# [TASK OBJECTIVE]
Each line of the material below should be reproduced exactly.

# [Saved entries]
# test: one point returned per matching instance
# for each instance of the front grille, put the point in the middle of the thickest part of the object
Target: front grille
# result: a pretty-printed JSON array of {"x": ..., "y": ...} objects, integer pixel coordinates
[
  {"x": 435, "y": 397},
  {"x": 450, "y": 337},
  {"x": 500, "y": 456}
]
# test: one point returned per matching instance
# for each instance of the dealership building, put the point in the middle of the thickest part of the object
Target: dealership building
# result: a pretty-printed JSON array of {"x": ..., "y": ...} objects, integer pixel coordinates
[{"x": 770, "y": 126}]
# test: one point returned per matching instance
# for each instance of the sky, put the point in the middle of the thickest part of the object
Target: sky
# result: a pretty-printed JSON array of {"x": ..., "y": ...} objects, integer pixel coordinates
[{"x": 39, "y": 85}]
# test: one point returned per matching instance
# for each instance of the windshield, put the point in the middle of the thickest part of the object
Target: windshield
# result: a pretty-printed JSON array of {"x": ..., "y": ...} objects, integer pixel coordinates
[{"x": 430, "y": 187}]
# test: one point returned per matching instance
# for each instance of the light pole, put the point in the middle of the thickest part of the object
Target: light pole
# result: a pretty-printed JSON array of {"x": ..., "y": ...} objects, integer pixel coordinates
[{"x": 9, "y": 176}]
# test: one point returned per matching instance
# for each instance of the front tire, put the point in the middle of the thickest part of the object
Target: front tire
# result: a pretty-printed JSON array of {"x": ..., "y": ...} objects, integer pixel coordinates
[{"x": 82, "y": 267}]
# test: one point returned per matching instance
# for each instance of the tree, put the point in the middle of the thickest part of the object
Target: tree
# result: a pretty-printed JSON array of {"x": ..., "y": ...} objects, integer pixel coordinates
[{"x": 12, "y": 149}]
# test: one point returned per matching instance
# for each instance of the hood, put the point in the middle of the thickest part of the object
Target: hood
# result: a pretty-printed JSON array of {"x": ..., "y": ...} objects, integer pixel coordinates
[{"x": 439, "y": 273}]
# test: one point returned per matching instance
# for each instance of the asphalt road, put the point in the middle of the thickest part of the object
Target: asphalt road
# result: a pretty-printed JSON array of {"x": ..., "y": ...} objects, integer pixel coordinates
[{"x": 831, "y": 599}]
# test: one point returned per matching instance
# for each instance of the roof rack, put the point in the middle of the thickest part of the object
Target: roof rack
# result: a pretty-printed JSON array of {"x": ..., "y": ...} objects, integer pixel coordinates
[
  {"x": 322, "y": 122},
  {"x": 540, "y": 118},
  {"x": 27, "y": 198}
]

# [ANSWER FOR THE TASK]
# test: one point returned per matching instance
# for each instance of the front grille, put the point in the middle of the thickest part of the object
Target: front grille
# result: a pretty-printed JSON array of {"x": ..., "y": ...} objects, integer pixel coordinates
[
  {"x": 435, "y": 397},
  {"x": 450, "y": 337},
  {"x": 500, "y": 456}
]
# test: one point returned per matching instance
# for each instance of the dealership building, put the point in the middle of the thickest part of the object
Target: dealership building
# result: a pretty-printed JSON array of {"x": ..., "y": ...} objects, integer pixel coordinates
[{"x": 770, "y": 126}]
# test: one point returned per matching instance
# for each instance of the sky, put the point in the middle of the thickest part of the object
Target: sky
# result: a pretty-printed JSON array of {"x": ..., "y": ...} objects, integer pixel coordinates
[{"x": 39, "y": 85}]
# test: one point returned per matching instance
# for each instance of the windshield, put the point in the middle of the thickest part of the object
Target: windshield
# result: a pretty-printed JSON array of {"x": ..., "y": ...} objects, integer pixel coordinates
[{"x": 430, "y": 187}]
# test: one point returned per matching instance
# for each instance of the light pole, put the point in the middle of the thickest part of the object
Target: light pole
# result: a pretty-printed JSON array of {"x": ..., "y": ...} objects, integer pixel coordinates
[{"x": 9, "y": 176}]
# test: one point returned per matching instance
# for each instance of the front tire, put the point in the middle of the thickest part of the object
Target: front tire
# result: a pretty-printed JSON array of {"x": ..., "y": ...} objects, integer pixel coordinates
[{"x": 82, "y": 267}]
# test: one point returned per matching instance
# for each instance of the tree, put the point in the middle of the thickest part of the object
Target: tree
# result: a pretty-printed JSON array of {"x": ..., "y": ...} objects, integer pixel coordinates
[{"x": 12, "y": 149}]
# test: one point returned per matching instance
# for each instance of the hood, put the point in the middle of the thickest part of the object
Target: hood
# result: a pretty-printed JSON array of {"x": ..., "y": ...} objects, integer pixel coordinates
[{"x": 439, "y": 273}]
# test: one point returned per matching instance
# for each instance of the asphalt road, put the point in the middle of the thickest part of the object
Target: asphalt road
# result: a pretty-printed JSON array of {"x": ..., "y": ...} objects, integer pixel coordinates
[{"x": 831, "y": 599}]
# test: one point returned per matching instance
# for each instance of the roof rack, put the point in the middle of the thickest part of the object
Target: roof rack
# result: a pretty-printed JSON array of {"x": ..., "y": ...} objects, integer pixel coordinates
[
  {"x": 322, "y": 122},
  {"x": 540, "y": 118},
  {"x": 27, "y": 198}
]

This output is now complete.